### Try it
Return only the stretch of the material below that begins with the line containing "Where can you see the shop" and ends with the line containing "Where can you see the license", exactly; both of those lines belong to it.

────────────────────

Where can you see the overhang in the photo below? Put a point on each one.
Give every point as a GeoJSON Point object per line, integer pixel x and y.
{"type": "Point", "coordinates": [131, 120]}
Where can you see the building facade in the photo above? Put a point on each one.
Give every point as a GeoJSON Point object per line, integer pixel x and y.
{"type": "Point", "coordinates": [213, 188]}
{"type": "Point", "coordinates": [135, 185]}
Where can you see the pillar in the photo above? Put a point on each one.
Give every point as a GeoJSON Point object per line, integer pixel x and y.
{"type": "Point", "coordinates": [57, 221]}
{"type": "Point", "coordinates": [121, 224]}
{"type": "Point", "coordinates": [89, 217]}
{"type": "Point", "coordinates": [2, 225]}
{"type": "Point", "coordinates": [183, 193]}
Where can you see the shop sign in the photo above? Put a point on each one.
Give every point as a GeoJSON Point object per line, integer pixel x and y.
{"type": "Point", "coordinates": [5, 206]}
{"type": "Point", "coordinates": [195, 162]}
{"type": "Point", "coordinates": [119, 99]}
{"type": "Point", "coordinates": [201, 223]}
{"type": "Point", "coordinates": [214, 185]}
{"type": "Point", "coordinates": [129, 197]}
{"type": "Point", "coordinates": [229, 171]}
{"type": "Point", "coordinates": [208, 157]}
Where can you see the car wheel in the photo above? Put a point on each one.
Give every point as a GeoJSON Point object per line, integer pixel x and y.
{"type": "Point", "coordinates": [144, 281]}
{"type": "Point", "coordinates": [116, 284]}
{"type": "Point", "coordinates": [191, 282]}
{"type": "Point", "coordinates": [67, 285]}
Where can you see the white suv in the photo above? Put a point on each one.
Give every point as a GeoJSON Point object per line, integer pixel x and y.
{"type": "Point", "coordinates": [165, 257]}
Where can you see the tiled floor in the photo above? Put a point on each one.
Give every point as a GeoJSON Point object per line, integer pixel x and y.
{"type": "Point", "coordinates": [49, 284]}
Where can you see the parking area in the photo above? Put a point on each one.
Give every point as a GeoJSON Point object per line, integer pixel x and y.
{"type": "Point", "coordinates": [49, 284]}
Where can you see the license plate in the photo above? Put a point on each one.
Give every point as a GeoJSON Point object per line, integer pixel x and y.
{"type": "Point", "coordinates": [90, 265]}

────────────────────

### Reply
Where can you see the shop sign in the photo above? Put a point on each one.
Give every point as a GeoJSON Point object per line, integer pixel x and y.
{"type": "Point", "coordinates": [5, 206]}
{"type": "Point", "coordinates": [195, 162]}
{"type": "Point", "coordinates": [119, 99]}
{"type": "Point", "coordinates": [201, 223]}
{"type": "Point", "coordinates": [214, 185]}
{"type": "Point", "coordinates": [129, 197]}
{"type": "Point", "coordinates": [229, 171]}
{"type": "Point", "coordinates": [208, 157]}
Where can you see the car wheel in the photo above? Put a point on each one.
Give every point as a GeoJSON Point object per line, integer pixel x and y.
{"type": "Point", "coordinates": [144, 281]}
{"type": "Point", "coordinates": [116, 284]}
{"type": "Point", "coordinates": [191, 282]}
{"type": "Point", "coordinates": [67, 285]}
Where can you see the white suv in the photo above? Put a point on each one.
Give every point as a GeoJSON Point object per line, integer pixel x and y.
{"type": "Point", "coordinates": [165, 257]}
Where can you see the tiled floor in the photo above? Put a point on each one.
Give every point as a GeoJSON Point object per line, integer pixel x and y.
{"type": "Point", "coordinates": [49, 284]}
Where can you see the parking area in the photo above? Put a point on each one.
Give every point as a GeoJSON Point object per line, integer pixel x and y.
{"type": "Point", "coordinates": [49, 284]}
Where can you see the license plate in the photo above? Put a point on each one.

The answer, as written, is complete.